SHORT TASK A: In the text on load balancers, shorten the passage starting "It leaves basic questions unanswered" into one sentence, including its four questions.
SHORT TASK B: From the text on load balancers, quote everything between "Mental model" and "this traffic shape?", inclusive.

EXTRACT:
— Begin —
How to decide where each request goes without treating the load balancer like a magic box in the diagram.

Andrews Ribeiro

Andrews Ribeiro

Founder & Engineer

Track

System Design Interviews - From Basics to Advanced

Step 11 / 19

The problem

A load balancer appears in almost every system design diagram.

The problem is that it usually shows up as an automatic box:

“put a load balancer here”

But that still explains almost nothing.

It leaves basic questions unanswered:

  • what is being distributed
  • by which rule
  • what happens to session state
  • what happens when one instance becomes unhealthy

“Distribute evenly” sounds good, but many times that is not even the right problem.

Mental model

A load balancer is the component that decides which instance receives each request or connection.

The most useful way to think about it is not by algorithm name first.

It is by four questions:

  1. am I distributing short requests or long-lived connections?
  2. is important state trapped in the instance?
  3. how do I detect that an instance became unhealthy?
  4. which routing rule fits this traffic shape?

If you answer that, the load-balancing choice becomes much less mysterious.

Because underneath, the decision affects:

  • latency
  • load distribution
  • session state
  • fault tolerance

Breaking it down

First: short requests or long-lived connections?

That difference changes a lot of what comes next.
— End —
DATASET SECTION:
— Begin —
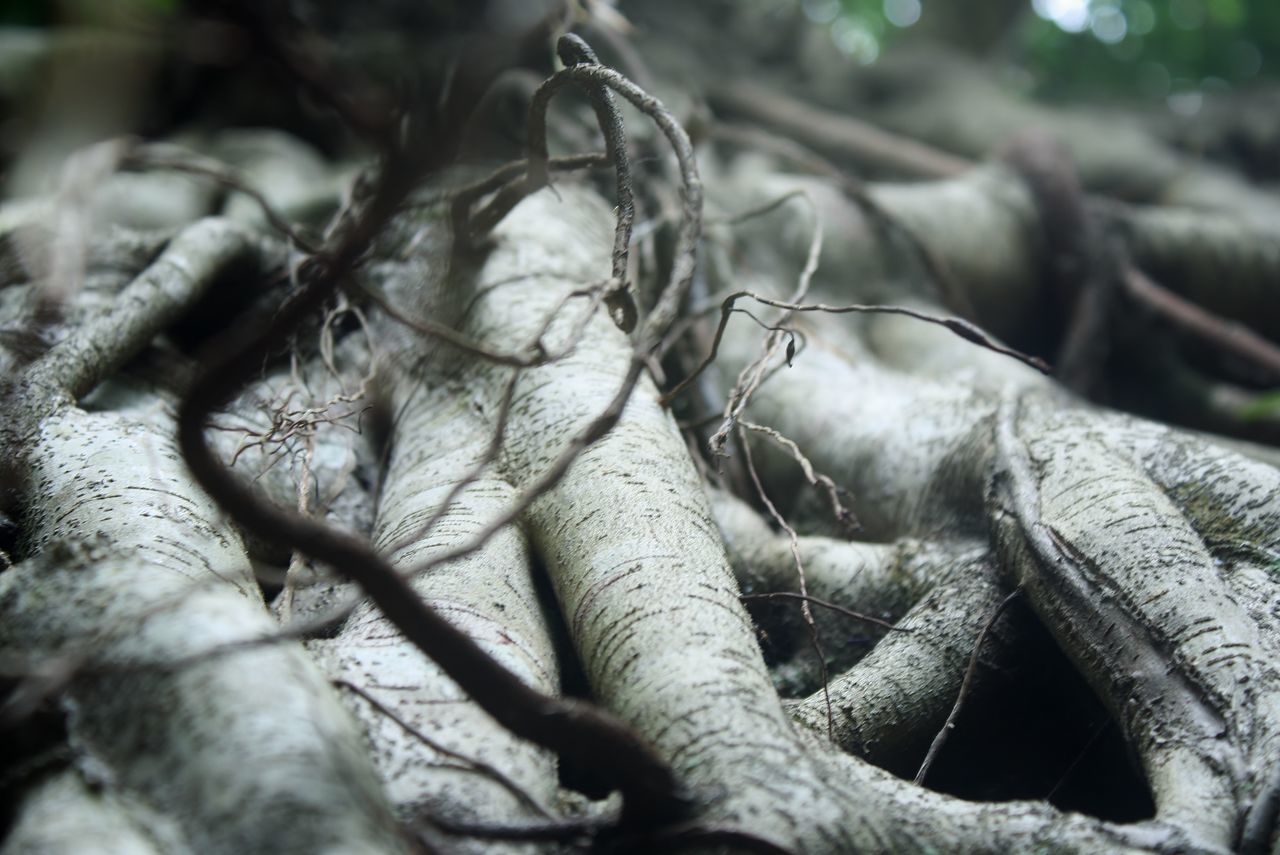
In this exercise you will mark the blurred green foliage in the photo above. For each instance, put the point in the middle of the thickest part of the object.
(1151, 49)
— End —
WORKED SOLUTION A: It leaves open what is distributed, by which rule, what becomes of session state, and what happens when an instance turns unhealthy.

WORKED SOLUTION B:
Mental model

A load balancer is the component that decides which instance receives each request or connection.

The most useful way to think about it is not by algorithm name first.

It is by four questions:

  1. am I distributing short requests or long-lived connections?
  2. is important state trapped in the instance?
  3. how do I detect that an instance became unhealthy?
  4. which routing rule fits this traffic shape?